■ **GESTELLTE AUFGABE**
Schreibe den Text über Burnout in der Arbeitswelt weiter und setze direkt nach seinem letzten Satz an.

■ **AUSGANGSTEXT**
Wie eine Studie des Lebensversicherungskonzerns Swiss Life zeigt, waren 2018 psychische Erkrankungen mit 37 Prozent die häufigste Ursache für Berufsunfähigkeit. Und das sind teilweise auch jüngere Arbeitnehmer, die dadurch aus dem Berufsleben ausscheiden. Natürlich darf man jetzt anmerken, dass ein Burnout in vielen Fällen nicht nur durch die berufliche Belastung ausgelöst wurde, sondern auch private Ursachen mit enthält. Durch diesen Umstand lernen wir, dass die Idee einer Work-Life-Balance blanker Unsinn ist. Es geht nicht darum die Balance zwischen der lebenszeitvernichtenden Arbeit und der schönen Freizeit herzustellen. Es geht darum, dass wir unser Leben so gestalten, dass es für uns Sinn macht, sehr oft Spaß macht und uns erfüllt.

Das Burn-out-Thema wird noch brisanter, wenn man die Zahlen der Universitätsklinik für Kinder- und Jugendpsychiatrie in Bern und Zürich liest: 2007 gab es in Zürich 49 Notfälle, 2017 bereits 649. Das bedeutet, dass selbst unsere Kinder zunehmend überfordert sind.

(https://www.tagesanzeiger.ch/sonntagszeitung/jeder-dritte-schueler-leidet-an-burnoutsymptomen/story/22251235)

Also einfach so weitermachen? Nein. Es geht hier um Menschen. Und zusätzlich um viel Geld: Eine Schweizer Beamtin hat den eigenen Arbeitgeber (Staat) für ihr Burnout verantwortlich gemacht und im Januar 2020 im dritten Urteil des Bundesverwaltungsgerichts die Bestätigung erhalten, dass die Fürsorgepflicht verletzt wurde (und damit ein Haftpflichtfall vorliege).

(https://www.watson.ch/schweiz/gesellschaft%20&%20politik/418969437-beamtin-verklagt-staat-und-macht-ihn-fuer-ihr-burnout-verantwortlich)

Abzuwarten, wie lange es dauert, bis auch in Deutschland jemand diesen juristischen Weg begeht und damit einen Präjudizfall schafft.

Die Sinnfrage (und die damit zusammenhängenden Themen) in den Unternehmen zu besprechen, zu thematisieren, ist ein wichtiger erster Schritt. Es geht nicht (nur) darum, einen Prophylaxe-Prozess aufzubauen. Es geht darum, mit den Menschen im Unternehmen zu sprechen. Auch darüber zu diskutieren, was „Karriere, Erfolg, Leistung etc.“ wirklich bedeuten. Das geht alles nicht von heute auf morgen. Die Menschen sind solche Fragestellungen im Unternehmen nicht gewohnt. Aber wenn man diese Themen angeht, kann es passieren, dass das Unternehmensklima sich verändert. Und das ist der Anfang.

[Datenauflistung]
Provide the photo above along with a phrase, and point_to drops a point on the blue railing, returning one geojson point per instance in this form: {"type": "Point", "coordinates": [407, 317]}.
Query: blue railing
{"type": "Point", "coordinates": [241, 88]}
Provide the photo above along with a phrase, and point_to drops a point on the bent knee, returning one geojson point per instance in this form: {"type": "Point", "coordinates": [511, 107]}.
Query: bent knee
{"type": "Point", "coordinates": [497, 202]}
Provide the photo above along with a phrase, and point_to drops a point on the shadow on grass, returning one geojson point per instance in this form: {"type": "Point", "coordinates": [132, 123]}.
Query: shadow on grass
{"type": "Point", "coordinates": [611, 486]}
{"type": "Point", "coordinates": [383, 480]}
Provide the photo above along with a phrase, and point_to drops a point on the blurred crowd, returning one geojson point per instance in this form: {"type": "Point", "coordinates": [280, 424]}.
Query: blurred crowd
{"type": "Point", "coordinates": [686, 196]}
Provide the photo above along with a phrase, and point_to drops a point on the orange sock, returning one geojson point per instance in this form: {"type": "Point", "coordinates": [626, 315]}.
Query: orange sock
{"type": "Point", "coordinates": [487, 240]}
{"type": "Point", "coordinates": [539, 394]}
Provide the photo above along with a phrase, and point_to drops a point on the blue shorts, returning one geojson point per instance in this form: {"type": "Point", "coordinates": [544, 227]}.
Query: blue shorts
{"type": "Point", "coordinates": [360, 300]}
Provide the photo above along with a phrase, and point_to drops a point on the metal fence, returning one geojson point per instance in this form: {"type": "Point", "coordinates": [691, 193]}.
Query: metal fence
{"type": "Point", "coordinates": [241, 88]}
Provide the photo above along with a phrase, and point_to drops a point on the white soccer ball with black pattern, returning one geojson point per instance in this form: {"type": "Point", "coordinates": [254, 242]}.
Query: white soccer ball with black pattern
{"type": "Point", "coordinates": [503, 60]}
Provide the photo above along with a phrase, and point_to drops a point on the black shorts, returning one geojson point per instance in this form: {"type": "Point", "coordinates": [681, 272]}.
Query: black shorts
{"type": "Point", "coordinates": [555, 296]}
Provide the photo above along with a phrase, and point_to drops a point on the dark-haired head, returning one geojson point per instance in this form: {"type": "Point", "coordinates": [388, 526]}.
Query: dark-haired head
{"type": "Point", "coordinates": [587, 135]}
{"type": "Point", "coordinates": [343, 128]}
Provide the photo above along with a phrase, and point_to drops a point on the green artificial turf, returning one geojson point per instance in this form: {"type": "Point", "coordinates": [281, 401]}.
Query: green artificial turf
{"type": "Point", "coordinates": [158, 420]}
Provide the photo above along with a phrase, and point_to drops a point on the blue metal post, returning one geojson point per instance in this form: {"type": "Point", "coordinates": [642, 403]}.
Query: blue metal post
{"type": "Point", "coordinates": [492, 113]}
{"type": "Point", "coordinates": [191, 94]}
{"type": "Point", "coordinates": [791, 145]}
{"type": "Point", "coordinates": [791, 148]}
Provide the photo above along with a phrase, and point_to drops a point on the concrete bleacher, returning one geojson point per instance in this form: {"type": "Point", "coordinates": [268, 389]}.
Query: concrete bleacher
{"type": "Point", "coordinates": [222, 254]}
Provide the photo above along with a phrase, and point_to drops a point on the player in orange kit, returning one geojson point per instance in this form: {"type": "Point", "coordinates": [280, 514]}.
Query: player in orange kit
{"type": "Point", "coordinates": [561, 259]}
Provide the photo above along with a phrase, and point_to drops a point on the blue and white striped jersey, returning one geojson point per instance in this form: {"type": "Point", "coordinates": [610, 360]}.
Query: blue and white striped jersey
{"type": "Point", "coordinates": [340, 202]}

■ **ERGEBNIS DER AUFGABE**
Dritter Grund: Wie die Transparenz im Internet die Businesswelt verändert

Die interne und externe Kommunikation in Unternehmen wurde in den letzten Jahren nicht einfacher. Früher reichte es aus, neben Flyern, Werbebroschüren und Preislisten eine aufwändig gedruckte Imagebroschüre zu erstellen. In dieser meist von einer Agentur getexteten Imagebroschüre, verkaufte man sich so, wie man in seinen schönsten Träumen gerne wäre. Mit den gelebten Realitäten hatte das (wenn man ehrlich ist) meist nicht viel zu tun.

Die Kunden, die mit diesen Luxusbroschüren beglückt wurden, blätterten diese durch – und legten diese dann behutsam in der Recycling-Kiste für Altpapier ab. Heute reicht ein Blick auf das Unternehmens-Bewertungsportal Kununu.com, um die brutalste Realität des Unternehmens zu erkennen. Auch hier trifft man nicht die Wahrheit an, sondern sehr oft den schlimmsten Albtraum des Unternehmens. Hier rächen sich entlassene Mitarbeiter bei ihren Chefs (natürlich anonym) und be- und verurteilen das Unternehmen über verschiedenste Faktoren. Ist das Führungsverhalten, die Arbeitsatmosphäre, der Umgang mit älteren Menschen oder die Work-Life-Balance mangelhaft, kann man dies auf der Plattform lesen.

Doch die Transparenz geht noch einen sehr großen Schritt weiter. Journalisten eines großen Zürcher Medienkonzern twittern (anonym) auf ihrer öffentlichen Twitter-Seite Internas nach Außen, weil sie mit der Unternehmens- und Sparpolitik des Medienkonzerns nicht einverstanden sind. Man muss nicht erwähnen, dass der Twitter-Account mehr Follower hat, als der offizielle Kanal des Medienunternehmens auf Twitter.

Jede Alibi-Maßnahme eines Unternehmens (die früher noch ihre positive Wirkung zeigte) wird heute aufgedeckt und darüber im Internet gerichtet. Das bedeutet, alles, was das Unternehmen macht und kommuniziert muss zwingend authentisch, echt und glaubhaft sein.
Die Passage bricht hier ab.